Quote, with no changes, the lines that run from the top of the material to the line with "x=439, y=298", both included.

'''

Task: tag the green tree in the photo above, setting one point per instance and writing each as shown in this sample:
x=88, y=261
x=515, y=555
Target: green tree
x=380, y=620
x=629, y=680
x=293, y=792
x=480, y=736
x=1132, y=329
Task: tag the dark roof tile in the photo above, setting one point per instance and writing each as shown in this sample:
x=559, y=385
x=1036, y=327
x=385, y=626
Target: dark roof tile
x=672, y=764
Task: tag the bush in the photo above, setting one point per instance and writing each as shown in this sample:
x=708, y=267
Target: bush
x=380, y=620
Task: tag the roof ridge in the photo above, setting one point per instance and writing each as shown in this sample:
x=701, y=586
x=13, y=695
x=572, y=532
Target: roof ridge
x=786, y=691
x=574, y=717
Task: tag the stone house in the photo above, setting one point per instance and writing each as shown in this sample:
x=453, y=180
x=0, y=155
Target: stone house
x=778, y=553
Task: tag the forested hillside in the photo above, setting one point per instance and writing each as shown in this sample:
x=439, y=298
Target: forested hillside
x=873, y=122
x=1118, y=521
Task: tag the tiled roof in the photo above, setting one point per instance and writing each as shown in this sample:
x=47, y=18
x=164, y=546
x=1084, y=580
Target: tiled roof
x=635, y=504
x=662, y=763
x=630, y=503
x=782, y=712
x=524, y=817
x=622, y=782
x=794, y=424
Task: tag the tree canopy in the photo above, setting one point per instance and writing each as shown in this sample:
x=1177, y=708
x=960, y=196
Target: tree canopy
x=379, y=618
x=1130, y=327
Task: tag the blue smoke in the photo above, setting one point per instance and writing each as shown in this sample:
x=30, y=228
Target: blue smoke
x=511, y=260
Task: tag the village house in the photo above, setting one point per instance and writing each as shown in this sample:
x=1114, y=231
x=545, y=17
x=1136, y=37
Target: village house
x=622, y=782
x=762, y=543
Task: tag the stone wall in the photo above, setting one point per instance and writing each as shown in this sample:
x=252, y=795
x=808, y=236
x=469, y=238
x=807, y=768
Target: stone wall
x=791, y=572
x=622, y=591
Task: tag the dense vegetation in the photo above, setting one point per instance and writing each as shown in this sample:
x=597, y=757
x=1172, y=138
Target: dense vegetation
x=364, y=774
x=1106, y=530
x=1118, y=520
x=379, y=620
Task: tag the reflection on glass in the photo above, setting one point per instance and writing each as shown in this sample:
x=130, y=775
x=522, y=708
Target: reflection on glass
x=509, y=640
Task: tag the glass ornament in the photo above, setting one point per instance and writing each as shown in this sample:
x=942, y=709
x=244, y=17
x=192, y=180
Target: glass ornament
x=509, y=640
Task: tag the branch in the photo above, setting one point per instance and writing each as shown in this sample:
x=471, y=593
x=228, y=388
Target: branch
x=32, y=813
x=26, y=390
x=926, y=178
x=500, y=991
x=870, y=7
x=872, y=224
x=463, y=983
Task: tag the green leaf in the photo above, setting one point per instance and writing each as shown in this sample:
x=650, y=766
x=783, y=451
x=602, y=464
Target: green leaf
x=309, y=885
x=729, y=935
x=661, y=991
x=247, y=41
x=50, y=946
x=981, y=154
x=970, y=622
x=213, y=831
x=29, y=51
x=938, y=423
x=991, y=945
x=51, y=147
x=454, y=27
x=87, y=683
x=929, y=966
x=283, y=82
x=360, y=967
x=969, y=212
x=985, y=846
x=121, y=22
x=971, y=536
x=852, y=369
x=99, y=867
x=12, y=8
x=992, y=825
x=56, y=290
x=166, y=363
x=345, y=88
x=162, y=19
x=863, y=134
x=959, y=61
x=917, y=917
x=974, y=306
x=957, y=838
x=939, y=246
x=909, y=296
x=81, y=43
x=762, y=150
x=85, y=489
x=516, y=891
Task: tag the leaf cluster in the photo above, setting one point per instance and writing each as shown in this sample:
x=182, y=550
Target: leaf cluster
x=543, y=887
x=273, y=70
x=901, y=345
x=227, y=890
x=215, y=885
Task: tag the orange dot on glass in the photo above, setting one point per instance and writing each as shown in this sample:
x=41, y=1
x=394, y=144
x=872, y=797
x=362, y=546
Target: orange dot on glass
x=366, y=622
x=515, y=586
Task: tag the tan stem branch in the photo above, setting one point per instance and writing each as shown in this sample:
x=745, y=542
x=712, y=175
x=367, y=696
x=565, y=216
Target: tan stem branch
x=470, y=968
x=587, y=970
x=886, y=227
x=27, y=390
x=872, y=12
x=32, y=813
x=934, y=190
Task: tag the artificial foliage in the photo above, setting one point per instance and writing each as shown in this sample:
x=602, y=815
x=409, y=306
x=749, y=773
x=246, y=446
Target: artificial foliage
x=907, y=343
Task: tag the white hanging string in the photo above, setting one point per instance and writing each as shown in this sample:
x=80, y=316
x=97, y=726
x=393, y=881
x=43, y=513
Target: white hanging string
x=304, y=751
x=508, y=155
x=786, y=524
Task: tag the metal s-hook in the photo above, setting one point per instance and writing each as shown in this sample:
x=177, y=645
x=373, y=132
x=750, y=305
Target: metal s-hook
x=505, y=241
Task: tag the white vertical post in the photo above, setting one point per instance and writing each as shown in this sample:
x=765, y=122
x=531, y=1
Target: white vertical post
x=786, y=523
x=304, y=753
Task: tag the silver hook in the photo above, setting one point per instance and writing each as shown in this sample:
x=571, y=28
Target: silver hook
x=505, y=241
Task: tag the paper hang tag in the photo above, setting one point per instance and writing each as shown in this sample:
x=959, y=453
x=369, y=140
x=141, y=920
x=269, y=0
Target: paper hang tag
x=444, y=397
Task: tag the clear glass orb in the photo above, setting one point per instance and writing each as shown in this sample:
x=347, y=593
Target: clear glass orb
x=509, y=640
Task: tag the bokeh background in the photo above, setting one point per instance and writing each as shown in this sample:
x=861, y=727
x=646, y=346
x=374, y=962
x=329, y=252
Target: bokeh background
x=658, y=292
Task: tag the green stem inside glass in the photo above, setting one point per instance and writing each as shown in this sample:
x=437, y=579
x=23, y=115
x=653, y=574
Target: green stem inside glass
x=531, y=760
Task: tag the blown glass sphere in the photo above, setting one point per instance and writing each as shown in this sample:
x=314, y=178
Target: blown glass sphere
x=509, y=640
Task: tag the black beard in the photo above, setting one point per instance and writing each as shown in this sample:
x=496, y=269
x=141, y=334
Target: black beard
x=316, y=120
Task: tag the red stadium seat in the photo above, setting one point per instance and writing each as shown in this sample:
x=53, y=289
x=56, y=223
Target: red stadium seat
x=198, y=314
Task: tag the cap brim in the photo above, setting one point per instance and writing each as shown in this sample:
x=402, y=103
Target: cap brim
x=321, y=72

'''

RESULT FOR THIS TASK |
Task: tag the green tree in the photo above, setting one point per instance and writing each as shown in this sample:
x=88, y=261
x=515, y=555
Target: green tree
x=380, y=620
x=629, y=680
x=293, y=792
x=480, y=736
x=1132, y=329
Task: tag the dark roof tile in the photo above, setting one point per instance and writing each as shown in this sample:
x=559, y=385
x=1036, y=327
x=385, y=626
Target: dark roof tile
x=672, y=764
Task: tag the bush in the photo above, setting one point per instance and writing each as shown in this sample:
x=708, y=267
Target: bush
x=380, y=620
Task: tag the roof ridge in the photo above, setting one point per instance and writing each as shown in this sample:
x=701, y=586
x=13, y=695
x=572, y=532
Target: roof ridge
x=786, y=691
x=574, y=717
Task: tag the stone house in the photo above, setting one point per instance and writing each as shown in this sample:
x=453, y=180
x=0, y=155
Target: stone house
x=778, y=553
Task: tag the forested hillside in the photo above, setting one point per instance and writing each as shown in this sample:
x=439, y=298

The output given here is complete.